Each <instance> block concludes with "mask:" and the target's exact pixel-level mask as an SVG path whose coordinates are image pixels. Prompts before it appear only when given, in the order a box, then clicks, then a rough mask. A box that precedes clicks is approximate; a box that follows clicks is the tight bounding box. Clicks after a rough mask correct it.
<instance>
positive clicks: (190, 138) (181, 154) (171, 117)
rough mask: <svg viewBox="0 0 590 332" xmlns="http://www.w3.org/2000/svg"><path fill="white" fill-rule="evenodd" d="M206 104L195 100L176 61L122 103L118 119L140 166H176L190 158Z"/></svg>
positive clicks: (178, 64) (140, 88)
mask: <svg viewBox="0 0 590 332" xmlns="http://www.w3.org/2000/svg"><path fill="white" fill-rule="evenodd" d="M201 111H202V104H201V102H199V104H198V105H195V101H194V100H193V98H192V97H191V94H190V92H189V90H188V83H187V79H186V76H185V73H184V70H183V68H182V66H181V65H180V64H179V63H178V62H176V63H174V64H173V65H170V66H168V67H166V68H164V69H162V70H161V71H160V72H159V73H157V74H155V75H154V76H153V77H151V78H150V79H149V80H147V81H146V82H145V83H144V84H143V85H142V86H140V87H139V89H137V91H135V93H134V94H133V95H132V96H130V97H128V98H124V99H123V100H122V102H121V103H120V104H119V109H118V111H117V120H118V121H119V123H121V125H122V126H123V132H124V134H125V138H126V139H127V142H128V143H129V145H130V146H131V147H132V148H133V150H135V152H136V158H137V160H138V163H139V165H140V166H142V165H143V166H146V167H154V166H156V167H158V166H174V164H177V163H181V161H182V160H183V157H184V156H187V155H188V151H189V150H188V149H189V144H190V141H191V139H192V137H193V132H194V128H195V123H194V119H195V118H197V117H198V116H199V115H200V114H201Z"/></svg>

▶ _Exercise_
Nothing may be omitted or altered; reproduce all of the entries.

▶ _Solution to this task_
Each <instance> block concludes with "mask:" and the target's exact pixel-level mask as an SVG path whose coordinates are image pixels. Prompts before it appear only when given, in the order a box, then clicks, then a rough mask. A box that precedes clicks is approximate; a box that follows clicks is the tight bounding box. Clicks after a rough mask correct it.
<instance>
positive clicks: (190, 138) (181, 154) (171, 117)
rough mask: <svg viewBox="0 0 590 332" xmlns="http://www.w3.org/2000/svg"><path fill="white" fill-rule="evenodd" d="M206 104L195 100L176 61L122 103L118 119L140 166H176L190 158Z"/></svg>
positive clicks: (178, 64) (140, 88)
mask: <svg viewBox="0 0 590 332" xmlns="http://www.w3.org/2000/svg"><path fill="white" fill-rule="evenodd" d="M201 111H202V104H201V102H199V104H198V105H195V101H194V100H193V98H192V97H191V94H190V92H189V90H188V83H187V79H186V76H185V73H184V70H183V68H182V66H181V65H180V64H179V63H178V62H176V63H174V64H173V65H170V66H168V67H166V68H164V69H162V70H161V71H160V72H159V73H157V74H155V75H154V76H153V77H151V78H150V79H149V80H147V81H146V82H145V83H144V84H143V85H142V86H140V87H139V89H137V91H135V93H134V94H133V95H132V96H130V97H128V98H124V99H123V100H122V102H121V103H120V104H119V109H118V111H117V120H118V121H119V123H121V125H122V126H123V132H124V134H125V138H126V139H127V142H128V143H129V145H130V146H131V147H132V148H133V150H135V152H136V158H137V160H138V163H139V165H140V166H142V165H143V166H146V167H154V166H156V167H158V166H174V164H177V163H181V161H182V160H183V157H184V156H187V155H188V151H189V150H188V149H189V144H190V141H191V139H192V137H193V132H194V128H195V123H194V119H195V118H197V117H198V116H199V115H200V114H201Z"/></svg>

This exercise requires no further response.